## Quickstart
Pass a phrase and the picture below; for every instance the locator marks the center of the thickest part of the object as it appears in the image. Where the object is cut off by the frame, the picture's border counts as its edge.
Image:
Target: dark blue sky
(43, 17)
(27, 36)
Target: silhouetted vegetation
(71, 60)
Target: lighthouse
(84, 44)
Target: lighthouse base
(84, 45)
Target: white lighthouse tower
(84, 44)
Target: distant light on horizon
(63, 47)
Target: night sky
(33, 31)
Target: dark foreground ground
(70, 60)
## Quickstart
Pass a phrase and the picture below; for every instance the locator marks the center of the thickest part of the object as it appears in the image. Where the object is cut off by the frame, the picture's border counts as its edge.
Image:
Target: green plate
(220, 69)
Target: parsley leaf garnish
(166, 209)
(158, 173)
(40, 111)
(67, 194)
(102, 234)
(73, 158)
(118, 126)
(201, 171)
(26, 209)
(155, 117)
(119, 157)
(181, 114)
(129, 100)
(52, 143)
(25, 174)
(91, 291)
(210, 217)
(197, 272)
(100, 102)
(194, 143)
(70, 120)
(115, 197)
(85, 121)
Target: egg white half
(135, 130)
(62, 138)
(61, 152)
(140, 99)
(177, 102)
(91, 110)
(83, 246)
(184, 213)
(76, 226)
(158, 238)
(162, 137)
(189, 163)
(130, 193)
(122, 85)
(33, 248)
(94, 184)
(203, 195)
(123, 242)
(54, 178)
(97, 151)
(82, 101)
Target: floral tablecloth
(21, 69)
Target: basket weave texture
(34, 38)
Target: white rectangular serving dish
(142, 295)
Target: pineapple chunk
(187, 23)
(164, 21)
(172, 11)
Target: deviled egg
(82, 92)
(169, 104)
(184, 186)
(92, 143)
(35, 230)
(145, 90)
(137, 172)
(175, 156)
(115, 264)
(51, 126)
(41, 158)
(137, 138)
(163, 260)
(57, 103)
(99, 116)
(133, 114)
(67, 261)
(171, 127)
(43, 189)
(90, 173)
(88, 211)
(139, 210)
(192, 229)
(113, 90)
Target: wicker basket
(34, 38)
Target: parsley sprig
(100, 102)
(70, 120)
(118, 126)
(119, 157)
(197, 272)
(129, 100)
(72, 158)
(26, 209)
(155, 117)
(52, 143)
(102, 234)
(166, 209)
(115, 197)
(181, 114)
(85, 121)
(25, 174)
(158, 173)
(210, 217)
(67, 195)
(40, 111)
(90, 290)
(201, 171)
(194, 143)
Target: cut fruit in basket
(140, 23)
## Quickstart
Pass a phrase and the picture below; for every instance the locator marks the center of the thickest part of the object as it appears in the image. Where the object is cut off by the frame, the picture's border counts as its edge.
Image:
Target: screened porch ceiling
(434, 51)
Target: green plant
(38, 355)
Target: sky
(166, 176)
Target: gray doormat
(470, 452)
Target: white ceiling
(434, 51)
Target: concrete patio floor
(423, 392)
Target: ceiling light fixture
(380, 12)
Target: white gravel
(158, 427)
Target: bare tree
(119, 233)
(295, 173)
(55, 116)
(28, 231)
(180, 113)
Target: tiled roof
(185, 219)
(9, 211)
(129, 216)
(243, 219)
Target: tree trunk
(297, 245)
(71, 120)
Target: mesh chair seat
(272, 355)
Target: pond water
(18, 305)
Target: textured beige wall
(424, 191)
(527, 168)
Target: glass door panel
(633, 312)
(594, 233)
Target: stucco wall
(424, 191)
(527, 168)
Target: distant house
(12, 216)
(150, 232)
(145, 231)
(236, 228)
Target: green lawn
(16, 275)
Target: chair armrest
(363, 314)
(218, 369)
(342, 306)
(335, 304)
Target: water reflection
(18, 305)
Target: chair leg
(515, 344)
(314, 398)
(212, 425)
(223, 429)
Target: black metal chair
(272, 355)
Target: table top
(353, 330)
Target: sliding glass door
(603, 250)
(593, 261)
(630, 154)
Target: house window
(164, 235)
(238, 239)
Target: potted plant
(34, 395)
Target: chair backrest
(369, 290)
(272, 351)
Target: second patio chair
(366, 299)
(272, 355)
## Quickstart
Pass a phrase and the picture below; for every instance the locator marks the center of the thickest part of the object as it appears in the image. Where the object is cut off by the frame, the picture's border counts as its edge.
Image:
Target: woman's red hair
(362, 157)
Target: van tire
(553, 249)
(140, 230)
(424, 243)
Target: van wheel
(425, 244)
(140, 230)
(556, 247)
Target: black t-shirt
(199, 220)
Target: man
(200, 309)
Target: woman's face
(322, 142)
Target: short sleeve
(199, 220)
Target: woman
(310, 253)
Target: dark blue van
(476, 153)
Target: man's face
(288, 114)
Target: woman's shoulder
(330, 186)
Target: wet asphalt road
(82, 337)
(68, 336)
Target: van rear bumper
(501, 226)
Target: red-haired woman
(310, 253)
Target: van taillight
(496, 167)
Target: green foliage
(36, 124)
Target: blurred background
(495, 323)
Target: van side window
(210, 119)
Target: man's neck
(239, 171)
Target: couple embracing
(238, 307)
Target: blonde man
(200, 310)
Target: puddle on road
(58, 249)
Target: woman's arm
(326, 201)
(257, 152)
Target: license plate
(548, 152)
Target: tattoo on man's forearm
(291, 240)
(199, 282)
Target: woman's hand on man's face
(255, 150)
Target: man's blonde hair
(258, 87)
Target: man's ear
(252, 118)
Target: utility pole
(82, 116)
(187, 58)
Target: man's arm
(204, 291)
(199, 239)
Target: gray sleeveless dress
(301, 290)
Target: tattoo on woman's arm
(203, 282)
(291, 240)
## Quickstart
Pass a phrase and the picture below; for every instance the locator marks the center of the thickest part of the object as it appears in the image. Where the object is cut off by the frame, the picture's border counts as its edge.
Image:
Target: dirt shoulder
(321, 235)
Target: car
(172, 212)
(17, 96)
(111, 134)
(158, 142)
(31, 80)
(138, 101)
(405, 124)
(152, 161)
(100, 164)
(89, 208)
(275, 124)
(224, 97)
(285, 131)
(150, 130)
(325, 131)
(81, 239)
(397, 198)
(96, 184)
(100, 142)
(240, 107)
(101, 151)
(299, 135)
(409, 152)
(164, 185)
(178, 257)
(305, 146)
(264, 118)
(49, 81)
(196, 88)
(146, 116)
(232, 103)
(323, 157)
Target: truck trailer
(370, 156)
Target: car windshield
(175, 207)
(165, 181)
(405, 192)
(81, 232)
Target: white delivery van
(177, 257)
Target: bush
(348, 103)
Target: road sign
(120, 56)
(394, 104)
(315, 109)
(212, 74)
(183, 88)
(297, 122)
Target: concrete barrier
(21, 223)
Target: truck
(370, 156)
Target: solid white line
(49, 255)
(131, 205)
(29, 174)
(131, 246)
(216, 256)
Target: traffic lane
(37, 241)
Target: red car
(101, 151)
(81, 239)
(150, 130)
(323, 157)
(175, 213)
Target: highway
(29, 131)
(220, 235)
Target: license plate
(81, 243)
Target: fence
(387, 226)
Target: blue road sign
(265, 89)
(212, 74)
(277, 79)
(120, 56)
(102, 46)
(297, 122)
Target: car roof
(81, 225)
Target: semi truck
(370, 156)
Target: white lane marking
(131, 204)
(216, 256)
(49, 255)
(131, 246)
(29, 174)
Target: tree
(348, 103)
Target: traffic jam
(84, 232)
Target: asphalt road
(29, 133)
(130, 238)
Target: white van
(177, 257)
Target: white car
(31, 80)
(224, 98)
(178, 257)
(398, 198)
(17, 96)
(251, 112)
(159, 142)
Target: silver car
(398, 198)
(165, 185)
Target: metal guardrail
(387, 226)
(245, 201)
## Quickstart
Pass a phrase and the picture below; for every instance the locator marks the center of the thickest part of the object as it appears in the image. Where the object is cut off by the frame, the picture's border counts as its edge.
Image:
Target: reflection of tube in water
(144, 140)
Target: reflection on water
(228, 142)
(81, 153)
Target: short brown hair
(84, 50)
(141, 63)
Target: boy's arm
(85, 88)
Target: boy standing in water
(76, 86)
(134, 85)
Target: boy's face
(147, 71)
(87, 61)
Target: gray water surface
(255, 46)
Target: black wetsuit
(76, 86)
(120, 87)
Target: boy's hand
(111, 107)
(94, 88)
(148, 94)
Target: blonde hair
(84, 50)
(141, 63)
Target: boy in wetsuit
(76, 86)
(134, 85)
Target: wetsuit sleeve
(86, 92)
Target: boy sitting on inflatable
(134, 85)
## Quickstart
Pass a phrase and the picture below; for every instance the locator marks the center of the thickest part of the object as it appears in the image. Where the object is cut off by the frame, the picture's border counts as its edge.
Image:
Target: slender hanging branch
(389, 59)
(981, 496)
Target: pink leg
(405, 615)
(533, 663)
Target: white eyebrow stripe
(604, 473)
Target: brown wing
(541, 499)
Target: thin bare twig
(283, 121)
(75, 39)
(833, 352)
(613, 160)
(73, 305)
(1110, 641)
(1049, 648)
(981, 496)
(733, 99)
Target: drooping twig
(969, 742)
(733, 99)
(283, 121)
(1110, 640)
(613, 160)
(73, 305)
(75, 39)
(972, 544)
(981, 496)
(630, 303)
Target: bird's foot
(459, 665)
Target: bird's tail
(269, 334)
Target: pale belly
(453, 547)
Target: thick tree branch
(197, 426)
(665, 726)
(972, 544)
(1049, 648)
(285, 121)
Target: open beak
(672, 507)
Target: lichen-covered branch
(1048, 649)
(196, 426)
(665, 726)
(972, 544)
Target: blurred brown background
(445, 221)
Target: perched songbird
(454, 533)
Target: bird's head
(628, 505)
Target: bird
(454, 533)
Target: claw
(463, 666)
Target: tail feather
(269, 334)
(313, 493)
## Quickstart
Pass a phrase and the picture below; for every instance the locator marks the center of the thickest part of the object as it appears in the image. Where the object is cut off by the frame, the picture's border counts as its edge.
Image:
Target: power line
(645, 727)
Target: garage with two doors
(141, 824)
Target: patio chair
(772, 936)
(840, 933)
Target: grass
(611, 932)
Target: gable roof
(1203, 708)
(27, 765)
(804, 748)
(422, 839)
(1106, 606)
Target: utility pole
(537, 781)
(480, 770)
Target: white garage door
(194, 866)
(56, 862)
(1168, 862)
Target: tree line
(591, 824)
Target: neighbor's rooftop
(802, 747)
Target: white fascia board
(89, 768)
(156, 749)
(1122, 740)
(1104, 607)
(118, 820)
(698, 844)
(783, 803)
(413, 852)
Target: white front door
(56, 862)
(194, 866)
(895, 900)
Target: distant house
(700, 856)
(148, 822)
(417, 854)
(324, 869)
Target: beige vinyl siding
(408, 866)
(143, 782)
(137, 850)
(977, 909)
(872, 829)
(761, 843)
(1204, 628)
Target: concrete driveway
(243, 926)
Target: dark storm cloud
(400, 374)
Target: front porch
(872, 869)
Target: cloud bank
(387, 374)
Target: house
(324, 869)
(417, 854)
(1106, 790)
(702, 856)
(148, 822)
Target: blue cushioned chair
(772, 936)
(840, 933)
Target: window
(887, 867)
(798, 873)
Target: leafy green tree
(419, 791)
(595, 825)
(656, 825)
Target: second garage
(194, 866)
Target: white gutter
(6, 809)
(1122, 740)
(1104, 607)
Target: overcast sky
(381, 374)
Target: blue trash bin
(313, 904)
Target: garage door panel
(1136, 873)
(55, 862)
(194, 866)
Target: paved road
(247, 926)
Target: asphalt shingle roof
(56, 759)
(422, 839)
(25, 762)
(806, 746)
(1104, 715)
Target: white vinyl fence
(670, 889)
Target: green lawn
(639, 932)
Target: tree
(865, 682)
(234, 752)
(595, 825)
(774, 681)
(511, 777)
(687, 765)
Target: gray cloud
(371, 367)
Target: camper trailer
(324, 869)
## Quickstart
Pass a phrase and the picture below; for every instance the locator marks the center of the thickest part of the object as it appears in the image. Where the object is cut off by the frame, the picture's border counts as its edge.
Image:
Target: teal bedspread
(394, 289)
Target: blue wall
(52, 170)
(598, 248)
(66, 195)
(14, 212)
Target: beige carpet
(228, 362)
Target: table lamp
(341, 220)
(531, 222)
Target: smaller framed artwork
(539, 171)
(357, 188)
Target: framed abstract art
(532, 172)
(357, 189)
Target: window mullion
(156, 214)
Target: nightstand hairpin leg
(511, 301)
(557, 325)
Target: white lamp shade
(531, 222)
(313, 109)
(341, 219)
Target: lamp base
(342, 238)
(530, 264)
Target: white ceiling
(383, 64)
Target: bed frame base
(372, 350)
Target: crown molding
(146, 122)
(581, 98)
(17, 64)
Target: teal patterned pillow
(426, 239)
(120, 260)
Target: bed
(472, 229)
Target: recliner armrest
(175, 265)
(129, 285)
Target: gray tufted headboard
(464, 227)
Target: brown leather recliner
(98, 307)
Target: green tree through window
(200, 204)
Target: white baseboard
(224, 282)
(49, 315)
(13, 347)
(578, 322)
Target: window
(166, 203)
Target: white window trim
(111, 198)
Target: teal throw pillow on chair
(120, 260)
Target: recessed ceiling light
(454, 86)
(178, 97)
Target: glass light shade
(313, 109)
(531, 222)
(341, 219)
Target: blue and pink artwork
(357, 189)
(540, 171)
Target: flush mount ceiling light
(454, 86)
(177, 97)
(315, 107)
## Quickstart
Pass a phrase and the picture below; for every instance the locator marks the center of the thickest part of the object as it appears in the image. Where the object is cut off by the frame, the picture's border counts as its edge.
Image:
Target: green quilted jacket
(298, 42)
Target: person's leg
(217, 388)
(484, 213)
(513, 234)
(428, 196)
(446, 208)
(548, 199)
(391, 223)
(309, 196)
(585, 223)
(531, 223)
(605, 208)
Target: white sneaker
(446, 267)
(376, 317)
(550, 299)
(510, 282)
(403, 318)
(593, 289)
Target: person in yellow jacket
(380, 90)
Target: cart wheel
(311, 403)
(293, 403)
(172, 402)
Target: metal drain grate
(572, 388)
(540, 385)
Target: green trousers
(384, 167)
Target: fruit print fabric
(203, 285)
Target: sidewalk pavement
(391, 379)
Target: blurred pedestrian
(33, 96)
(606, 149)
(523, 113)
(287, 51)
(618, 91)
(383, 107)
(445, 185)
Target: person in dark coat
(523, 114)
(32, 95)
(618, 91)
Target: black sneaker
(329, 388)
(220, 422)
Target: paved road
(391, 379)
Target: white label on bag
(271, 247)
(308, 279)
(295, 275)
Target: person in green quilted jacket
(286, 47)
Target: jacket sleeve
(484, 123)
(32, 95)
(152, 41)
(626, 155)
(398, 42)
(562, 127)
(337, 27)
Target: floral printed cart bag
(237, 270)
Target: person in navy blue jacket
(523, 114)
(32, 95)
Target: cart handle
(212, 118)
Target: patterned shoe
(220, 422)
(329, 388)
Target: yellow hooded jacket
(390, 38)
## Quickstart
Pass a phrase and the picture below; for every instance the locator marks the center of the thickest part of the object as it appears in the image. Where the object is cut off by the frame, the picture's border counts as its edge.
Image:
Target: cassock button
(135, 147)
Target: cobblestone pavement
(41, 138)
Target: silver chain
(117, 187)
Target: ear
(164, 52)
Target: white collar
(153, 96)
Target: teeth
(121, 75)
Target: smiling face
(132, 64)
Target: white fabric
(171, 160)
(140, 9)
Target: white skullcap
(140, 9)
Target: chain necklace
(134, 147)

> What you have to do
The reply must consist solely of the lines from the one containing "Target: black sneaker" through the last line in the material above, reproduced exactly.

> Solved exercise
Target: black sneaker
(329, 388)
(220, 422)
Target: paved road
(391, 379)
Target: white label on bag
(271, 247)
(308, 279)
(295, 275)
Target: person in green quilted jacket
(286, 47)
Target: jacket sleeve
(484, 123)
(32, 95)
(152, 41)
(626, 155)
(398, 42)
(562, 127)
(337, 27)
Target: floral printed cart bag
(237, 270)
Target: person in navy blue jacket
(523, 114)
(32, 95)
Target: cart handle
(212, 118)
Target: patterned shoe
(220, 422)
(329, 388)
Target: yellow hooded jacket
(390, 38)
## Quickstart
Pass a phrase and the picture below; for every instance the locator marks the center of the thickest part of the object as it appears in the image. Where the object is cut off by the frame, the picture's border counts as its edge.
Image:
Target: cassock button
(135, 147)
Target: cobblestone pavement
(41, 138)
Target: silver chain
(117, 187)
Target: ear
(164, 52)
Target: white collar
(153, 96)
Target: teeth
(121, 75)
Target: smiling face
(132, 64)
Target: white fabric
(171, 160)
(140, 9)
Target: white skullcap
(140, 9)
Target: chain necklace
(134, 147)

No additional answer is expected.